Directions: Return the lines unchanged from the start of the items through the line containing "58 146 L 49", including that line.

Stored items:
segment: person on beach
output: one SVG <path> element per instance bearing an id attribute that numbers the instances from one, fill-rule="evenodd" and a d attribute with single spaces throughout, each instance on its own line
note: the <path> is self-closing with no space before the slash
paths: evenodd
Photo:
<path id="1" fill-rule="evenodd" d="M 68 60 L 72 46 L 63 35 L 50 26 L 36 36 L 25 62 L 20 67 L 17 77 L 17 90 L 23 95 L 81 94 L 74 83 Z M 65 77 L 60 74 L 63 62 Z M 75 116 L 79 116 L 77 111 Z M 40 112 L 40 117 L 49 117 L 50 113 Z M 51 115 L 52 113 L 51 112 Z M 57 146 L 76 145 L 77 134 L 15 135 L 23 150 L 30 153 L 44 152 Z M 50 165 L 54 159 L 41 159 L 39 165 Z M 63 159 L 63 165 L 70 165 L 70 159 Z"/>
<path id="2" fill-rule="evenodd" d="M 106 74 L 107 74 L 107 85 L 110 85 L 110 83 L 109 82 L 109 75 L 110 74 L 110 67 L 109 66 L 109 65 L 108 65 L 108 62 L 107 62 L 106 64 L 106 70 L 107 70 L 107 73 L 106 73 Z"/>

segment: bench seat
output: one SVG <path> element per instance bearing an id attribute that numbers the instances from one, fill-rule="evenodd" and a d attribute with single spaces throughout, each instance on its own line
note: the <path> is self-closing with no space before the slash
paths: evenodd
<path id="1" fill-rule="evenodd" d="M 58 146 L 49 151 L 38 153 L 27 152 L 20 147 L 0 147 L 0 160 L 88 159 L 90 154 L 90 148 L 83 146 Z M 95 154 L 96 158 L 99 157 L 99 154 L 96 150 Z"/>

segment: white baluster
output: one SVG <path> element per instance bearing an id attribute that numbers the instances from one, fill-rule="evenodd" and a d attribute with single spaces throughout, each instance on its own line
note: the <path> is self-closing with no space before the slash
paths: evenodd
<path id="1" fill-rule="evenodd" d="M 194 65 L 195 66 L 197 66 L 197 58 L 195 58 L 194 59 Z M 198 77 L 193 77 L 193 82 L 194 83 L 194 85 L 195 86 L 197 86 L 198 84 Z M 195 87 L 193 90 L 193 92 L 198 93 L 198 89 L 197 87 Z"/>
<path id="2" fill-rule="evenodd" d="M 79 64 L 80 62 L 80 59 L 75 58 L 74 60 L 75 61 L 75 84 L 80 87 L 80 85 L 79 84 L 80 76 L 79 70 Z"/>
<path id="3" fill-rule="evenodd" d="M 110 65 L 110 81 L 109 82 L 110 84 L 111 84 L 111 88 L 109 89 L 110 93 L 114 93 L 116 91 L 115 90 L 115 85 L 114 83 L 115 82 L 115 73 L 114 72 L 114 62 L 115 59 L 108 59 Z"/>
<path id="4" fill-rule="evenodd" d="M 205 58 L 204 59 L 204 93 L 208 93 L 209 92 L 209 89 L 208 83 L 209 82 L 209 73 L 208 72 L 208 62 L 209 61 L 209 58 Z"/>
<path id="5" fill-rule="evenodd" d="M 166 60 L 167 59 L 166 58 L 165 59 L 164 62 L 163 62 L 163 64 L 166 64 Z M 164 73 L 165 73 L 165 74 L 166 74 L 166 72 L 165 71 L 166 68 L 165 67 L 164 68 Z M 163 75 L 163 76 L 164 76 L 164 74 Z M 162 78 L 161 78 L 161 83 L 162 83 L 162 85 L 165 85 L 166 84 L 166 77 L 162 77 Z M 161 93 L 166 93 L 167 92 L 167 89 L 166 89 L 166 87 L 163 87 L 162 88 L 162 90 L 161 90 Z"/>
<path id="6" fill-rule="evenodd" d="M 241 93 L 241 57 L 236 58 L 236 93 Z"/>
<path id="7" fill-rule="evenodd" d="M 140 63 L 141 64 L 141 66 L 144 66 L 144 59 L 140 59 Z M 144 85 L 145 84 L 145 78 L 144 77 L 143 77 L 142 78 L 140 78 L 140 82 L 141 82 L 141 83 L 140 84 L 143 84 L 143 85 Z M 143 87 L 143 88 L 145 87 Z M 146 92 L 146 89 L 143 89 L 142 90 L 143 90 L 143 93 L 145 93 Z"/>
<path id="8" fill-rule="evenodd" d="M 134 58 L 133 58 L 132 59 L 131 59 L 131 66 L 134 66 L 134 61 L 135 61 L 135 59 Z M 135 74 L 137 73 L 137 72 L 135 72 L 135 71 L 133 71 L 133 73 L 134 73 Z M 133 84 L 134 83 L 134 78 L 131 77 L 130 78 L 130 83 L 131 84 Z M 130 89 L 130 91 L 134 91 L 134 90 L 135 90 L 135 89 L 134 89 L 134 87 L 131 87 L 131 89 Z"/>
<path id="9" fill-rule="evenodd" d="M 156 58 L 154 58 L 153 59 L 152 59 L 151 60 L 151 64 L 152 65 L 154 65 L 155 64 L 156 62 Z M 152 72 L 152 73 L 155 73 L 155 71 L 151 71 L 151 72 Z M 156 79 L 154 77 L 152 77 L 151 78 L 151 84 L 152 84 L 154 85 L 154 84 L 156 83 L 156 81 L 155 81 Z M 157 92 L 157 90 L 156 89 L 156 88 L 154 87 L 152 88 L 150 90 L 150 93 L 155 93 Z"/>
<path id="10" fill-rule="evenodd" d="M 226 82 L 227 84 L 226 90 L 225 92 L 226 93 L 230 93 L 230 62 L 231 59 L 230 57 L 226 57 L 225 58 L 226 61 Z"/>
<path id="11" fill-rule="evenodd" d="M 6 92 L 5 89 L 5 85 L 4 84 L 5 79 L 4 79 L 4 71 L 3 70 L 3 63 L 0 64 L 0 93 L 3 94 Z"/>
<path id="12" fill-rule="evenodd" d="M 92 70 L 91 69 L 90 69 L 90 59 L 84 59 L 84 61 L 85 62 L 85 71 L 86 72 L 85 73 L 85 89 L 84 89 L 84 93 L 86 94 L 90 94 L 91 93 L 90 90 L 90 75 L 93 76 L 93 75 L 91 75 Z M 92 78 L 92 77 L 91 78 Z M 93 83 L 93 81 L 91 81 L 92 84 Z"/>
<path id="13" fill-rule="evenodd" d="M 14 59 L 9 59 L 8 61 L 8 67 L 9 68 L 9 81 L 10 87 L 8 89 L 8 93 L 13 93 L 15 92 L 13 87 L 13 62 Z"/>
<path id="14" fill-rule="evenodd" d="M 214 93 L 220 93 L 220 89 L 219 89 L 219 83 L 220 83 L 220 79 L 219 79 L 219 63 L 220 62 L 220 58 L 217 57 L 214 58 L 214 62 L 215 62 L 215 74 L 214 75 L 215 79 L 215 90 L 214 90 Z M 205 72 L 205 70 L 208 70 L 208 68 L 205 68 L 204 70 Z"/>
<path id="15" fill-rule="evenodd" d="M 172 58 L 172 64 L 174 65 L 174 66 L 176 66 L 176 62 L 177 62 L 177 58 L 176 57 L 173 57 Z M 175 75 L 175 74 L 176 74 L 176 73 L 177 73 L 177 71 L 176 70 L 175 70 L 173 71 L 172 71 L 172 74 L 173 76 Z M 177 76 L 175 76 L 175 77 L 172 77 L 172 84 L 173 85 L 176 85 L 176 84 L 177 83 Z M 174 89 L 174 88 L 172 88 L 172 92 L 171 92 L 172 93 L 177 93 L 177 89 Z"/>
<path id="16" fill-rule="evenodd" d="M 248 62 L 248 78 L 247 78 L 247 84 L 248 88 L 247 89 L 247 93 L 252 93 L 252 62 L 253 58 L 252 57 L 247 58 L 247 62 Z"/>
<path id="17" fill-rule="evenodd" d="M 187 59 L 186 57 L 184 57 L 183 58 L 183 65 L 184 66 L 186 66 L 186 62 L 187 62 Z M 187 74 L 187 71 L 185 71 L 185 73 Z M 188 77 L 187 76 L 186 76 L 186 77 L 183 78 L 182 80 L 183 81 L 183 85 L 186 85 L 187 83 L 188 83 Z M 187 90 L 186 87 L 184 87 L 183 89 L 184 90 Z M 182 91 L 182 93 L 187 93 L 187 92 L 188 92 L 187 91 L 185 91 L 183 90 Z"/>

Final result:
segment: person on beach
output: one SVG <path> element per instance bearing an id attribute that numbers the instances from one, fill-rule="evenodd" and a d attribute with single spaces throughout, each instance on its own line
note: the <path> is self-closing with no space before the slash
paths: evenodd
Photo:
<path id="1" fill-rule="evenodd" d="M 68 60 L 72 46 L 63 35 L 50 26 L 36 36 L 25 62 L 20 67 L 17 77 L 17 90 L 23 95 L 81 94 L 74 83 Z M 65 77 L 60 74 L 63 62 Z M 75 116 L 79 116 L 77 111 Z M 40 112 L 40 117 L 49 117 L 50 113 Z M 51 115 L 52 113 L 51 112 Z M 57 146 L 76 145 L 77 134 L 15 135 L 23 150 L 30 153 L 44 152 Z M 50 165 L 54 159 L 41 159 L 39 165 Z M 63 159 L 63 165 L 70 165 L 70 159 Z"/>
<path id="2" fill-rule="evenodd" d="M 106 74 L 107 74 L 107 85 L 110 85 L 110 83 L 109 82 L 109 75 L 110 74 L 110 67 L 109 66 L 109 65 L 108 65 L 108 62 L 107 62 L 106 64 L 106 70 L 107 70 L 107 73 L 106 73 Z"/>

segment: bench seat
output: one SVG <path> element per instance bearing an id attribute that numbers the instances from one, fill-rule="evenodd" and a d attribute with single spaces throughout, each instance on its own line
note: the <path> is self-closing with no space before the slash
paths: evenodd
<path id="1" fill-rule="evenodd" d="M 58 146 L 49 151 L 38 153 L 27 152 L 20 147 L 0 147 L 0 160 L 88 159 L 90 154 L 90 148 L 83 146 Z M 95 154 L 96 158 L 99 157 L 99 154 L 96 150 Z"/>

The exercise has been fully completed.